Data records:

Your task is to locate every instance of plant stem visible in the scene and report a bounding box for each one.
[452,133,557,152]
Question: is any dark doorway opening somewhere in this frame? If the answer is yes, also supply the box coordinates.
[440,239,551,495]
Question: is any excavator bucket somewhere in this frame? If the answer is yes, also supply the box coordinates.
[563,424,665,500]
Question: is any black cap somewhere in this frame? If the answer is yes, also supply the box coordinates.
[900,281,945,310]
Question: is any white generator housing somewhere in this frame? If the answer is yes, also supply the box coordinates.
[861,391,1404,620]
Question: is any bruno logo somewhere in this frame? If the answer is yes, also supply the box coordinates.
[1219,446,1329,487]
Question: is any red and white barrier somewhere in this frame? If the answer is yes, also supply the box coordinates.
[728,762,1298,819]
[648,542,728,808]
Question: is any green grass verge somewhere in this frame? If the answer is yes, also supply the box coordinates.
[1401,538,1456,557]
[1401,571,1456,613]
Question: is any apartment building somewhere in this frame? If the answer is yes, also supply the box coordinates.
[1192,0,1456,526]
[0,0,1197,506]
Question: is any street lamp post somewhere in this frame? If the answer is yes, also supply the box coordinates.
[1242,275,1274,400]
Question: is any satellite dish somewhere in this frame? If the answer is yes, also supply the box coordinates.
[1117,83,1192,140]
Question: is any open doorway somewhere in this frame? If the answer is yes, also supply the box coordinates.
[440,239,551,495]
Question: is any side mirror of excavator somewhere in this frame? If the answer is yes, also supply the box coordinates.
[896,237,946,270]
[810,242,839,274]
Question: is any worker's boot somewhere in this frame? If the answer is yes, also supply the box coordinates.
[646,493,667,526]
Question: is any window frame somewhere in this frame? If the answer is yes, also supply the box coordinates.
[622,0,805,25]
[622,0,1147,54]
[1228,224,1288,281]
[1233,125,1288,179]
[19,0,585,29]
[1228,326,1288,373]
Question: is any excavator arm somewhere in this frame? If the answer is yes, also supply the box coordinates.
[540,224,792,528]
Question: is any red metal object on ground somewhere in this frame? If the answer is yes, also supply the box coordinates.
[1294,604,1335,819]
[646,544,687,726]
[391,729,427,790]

### [Problem to solve]
Format every line of the listing above as a numbered list, dropping any blank lines.

### [Solution to this problem]
1. Your task is to locate every instance of plant stem visible in the scene and report a bounding box for each one.
2. [452,133,557,152]
3. Question: is any dark doorway opening somewhere in this frame? If the answer is yes, also supply the box coordinates.
4. [440,239,551,495]
5. Question: is any excavator bucket somewhere in this frame? If the answer is yes, also supply the box coordinates.
6. [563,424,665,500]
7. Question: is any black cap somewhere in this frame? If the answer is yes, also supply the box coordinates.
8. [900,281,945,310]
9. Question: is any white generator housing somewhere in this frame? If the answer is yes, also supply the box coordinates.
10. [861,391,1404,620]
11. Question: is any bruno logo somewhere in this frame? If the answer is yes, also supply the box coordinates.
12. [1219,446,1329,487]
13. Question: is any red and white barrier somewhere in this frame? If the answer is yes, also supply the box coordinates.
14. [728,762,1298,819]
15. [648,542,728,808]
16. Question: is any green grass verge somewhere in this frame? If the answer is yes, also supply the box coordinates.
17. [1401,538,1456,557]
18. [1401,571,1456,613]
19. Question: is any apartment building somewhere in this frame? If the answer is yes, also supply the box coordinates.
20. [1192,0,1456,526]
21. [0,0,1197,506]
22. Question: is any street lamp post somewhere in this frame? If the answer is yes, also supply the box coordinates.
23. [1242,275,1274,400]
24. Question: is any satellite dish somewhere in this frame? If the answer is yes, also supply the box coordinates.
25. [1117,83,1192,140]
26. Question: is any open doorway somewhere in this frame? If the answer is yes, also supply the box coordinates.
27. [440,239,551,495]
28. Question: is any side mirror of excavator somewhere in this frame? If the answer is yes, also supply the box coordinates.
29. [896,237,946,270]
30. [810,242,839,274]
31. Question: is any worker's boot somewhere in this frame? If the answer is yes, also supply the box coordinates.
32. [646,493,667,526]
33. Question: is any window frame somewhere in this frame? If the answer is yes, also supply the box coordinates.
34. [622,0,805,25]
35. [622,0,1147,54]
36. [1228,224,1288,281]
37. [1233,125,1288,179]
38. [19,0,585,29]
39. [1228,326,1288,373]
40. Question: is any excavator arm somewhere in this frame? If the answer is yes, also supply the box coordinates.
41. [540,224,792,528]
42. Question: is any red metal object on ground somewhere in this frame? If the answer is yes, also supply the box coordinates.
43. [1294,604,1335,819]
44. [646,544,687,726]
45. [391,729,427,790]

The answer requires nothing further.